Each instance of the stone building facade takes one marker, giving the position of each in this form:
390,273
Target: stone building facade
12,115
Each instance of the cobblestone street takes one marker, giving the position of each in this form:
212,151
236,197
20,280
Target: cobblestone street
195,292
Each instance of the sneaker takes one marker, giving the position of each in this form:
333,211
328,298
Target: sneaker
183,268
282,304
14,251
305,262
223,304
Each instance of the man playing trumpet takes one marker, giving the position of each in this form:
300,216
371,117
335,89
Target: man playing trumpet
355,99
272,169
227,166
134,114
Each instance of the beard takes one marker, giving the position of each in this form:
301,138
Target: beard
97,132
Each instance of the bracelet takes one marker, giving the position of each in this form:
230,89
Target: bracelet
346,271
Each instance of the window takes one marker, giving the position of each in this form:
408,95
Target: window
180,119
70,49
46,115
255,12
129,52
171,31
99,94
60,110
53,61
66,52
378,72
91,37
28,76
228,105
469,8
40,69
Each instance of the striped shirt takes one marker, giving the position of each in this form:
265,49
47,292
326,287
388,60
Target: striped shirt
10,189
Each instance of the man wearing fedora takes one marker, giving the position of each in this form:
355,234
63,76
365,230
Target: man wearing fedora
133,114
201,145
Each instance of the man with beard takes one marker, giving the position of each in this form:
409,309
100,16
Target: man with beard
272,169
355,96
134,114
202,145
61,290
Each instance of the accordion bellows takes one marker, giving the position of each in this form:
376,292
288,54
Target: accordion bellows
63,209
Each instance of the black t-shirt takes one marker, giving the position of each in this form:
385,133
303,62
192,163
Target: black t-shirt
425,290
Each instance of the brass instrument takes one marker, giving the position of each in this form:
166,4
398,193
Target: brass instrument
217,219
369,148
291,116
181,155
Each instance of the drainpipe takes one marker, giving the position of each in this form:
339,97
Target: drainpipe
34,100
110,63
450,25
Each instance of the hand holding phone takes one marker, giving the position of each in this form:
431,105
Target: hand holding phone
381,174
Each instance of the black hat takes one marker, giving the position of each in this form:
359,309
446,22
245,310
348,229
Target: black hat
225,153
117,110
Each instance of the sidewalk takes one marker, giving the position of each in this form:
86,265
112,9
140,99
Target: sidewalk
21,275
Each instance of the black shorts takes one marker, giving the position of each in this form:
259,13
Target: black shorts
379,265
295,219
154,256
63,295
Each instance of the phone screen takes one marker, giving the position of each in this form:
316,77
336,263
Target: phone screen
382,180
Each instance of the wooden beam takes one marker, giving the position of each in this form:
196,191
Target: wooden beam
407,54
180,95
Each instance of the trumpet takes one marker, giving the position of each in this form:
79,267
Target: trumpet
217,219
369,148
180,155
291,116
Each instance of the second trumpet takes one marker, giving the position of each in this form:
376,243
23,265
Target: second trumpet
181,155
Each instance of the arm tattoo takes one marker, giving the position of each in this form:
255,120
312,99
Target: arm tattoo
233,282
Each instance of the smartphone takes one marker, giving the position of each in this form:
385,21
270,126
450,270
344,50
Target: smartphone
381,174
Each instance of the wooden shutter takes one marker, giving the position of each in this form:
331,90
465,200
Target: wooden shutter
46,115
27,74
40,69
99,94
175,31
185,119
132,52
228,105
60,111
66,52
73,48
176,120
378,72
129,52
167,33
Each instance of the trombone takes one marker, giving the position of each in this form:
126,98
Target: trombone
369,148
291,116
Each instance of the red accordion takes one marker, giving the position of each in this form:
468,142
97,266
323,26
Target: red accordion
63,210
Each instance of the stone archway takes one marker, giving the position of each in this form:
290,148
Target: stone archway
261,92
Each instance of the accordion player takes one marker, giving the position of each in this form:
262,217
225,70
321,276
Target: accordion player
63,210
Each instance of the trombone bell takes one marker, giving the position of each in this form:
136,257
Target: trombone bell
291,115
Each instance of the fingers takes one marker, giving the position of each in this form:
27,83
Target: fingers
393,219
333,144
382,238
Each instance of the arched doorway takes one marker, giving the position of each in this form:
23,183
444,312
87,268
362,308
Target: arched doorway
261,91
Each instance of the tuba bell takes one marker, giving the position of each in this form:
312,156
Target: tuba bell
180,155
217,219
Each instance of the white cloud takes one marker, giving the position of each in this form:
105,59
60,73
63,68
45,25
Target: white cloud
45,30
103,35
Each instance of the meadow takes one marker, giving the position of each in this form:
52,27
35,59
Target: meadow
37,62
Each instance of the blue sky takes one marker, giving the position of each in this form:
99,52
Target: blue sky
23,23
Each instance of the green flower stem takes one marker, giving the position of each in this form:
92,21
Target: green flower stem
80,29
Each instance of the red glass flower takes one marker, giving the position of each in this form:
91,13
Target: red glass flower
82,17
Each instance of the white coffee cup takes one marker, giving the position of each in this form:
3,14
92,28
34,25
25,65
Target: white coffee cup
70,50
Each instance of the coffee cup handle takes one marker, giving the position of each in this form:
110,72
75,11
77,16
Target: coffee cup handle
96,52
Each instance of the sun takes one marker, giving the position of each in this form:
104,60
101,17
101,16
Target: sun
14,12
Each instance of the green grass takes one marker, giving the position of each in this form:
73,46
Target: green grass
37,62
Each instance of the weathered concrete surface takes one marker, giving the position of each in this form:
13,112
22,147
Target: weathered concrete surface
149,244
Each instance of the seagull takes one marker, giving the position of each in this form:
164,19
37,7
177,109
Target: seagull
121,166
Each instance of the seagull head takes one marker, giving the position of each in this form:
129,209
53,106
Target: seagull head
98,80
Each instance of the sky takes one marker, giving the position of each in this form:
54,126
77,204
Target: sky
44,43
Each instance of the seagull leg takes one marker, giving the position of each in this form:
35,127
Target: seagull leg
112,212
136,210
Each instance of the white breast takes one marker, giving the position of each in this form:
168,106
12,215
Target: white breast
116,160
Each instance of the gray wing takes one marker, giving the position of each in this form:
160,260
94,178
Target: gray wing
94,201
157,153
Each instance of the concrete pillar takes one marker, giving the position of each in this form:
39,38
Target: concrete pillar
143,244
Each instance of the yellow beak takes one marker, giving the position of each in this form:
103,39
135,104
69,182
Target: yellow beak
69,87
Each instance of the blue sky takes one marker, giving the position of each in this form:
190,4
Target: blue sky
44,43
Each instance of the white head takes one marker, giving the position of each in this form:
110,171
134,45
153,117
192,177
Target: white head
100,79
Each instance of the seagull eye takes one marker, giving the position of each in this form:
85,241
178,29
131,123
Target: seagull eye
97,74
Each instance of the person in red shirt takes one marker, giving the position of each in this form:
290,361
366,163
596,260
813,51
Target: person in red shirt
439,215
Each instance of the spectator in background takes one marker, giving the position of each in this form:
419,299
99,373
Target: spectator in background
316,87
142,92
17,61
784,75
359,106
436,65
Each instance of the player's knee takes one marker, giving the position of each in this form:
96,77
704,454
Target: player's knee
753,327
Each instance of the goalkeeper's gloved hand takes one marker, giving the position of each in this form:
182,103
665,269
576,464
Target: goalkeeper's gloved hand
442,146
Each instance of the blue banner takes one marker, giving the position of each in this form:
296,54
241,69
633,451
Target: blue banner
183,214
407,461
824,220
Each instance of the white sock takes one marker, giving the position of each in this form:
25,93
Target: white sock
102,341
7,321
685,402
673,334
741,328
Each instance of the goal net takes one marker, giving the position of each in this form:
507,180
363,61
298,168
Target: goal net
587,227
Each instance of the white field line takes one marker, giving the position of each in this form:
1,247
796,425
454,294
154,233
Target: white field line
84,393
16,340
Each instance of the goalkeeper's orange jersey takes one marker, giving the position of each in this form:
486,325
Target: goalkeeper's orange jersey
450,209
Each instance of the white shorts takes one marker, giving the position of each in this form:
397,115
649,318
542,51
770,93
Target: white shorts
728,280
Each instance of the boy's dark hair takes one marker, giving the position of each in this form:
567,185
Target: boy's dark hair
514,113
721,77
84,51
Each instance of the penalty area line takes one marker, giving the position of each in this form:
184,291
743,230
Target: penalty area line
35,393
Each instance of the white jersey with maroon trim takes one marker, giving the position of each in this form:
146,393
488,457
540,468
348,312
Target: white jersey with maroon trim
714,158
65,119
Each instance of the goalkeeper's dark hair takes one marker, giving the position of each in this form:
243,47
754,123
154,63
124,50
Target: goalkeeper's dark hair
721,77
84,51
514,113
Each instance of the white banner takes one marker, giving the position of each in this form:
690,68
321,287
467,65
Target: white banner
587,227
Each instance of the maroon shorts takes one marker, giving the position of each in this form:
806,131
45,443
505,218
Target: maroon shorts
----
= Task details =
Find the line containing "Each instance of the white jersey" in the material above. Print it and every line after it through the end, exactly and only those.

= Expected answer =
Each instance of the white jersey with maroon trim takes one marker, giving the position of each in this form:
146,393
488,457
540,468
348,312
Target: white jersey with maroon trim
714,158
65,119
Each instance of the goalkeeper's dark hair takes one marker, giving the position of each in this form:
243,47
754,123
154,63
124,50
Target: goalkeeper's dark hair
721,77
84,51
514,113
Each instance of the white banner takes one marker, giving the position of each in this form:
690,68
321,287
467,65
Target: white banner
587,227
Each instance of the maroon shorts takes one marker, giving the position of each in this form:
806,131
45,443
505,218
Target: maroon shorts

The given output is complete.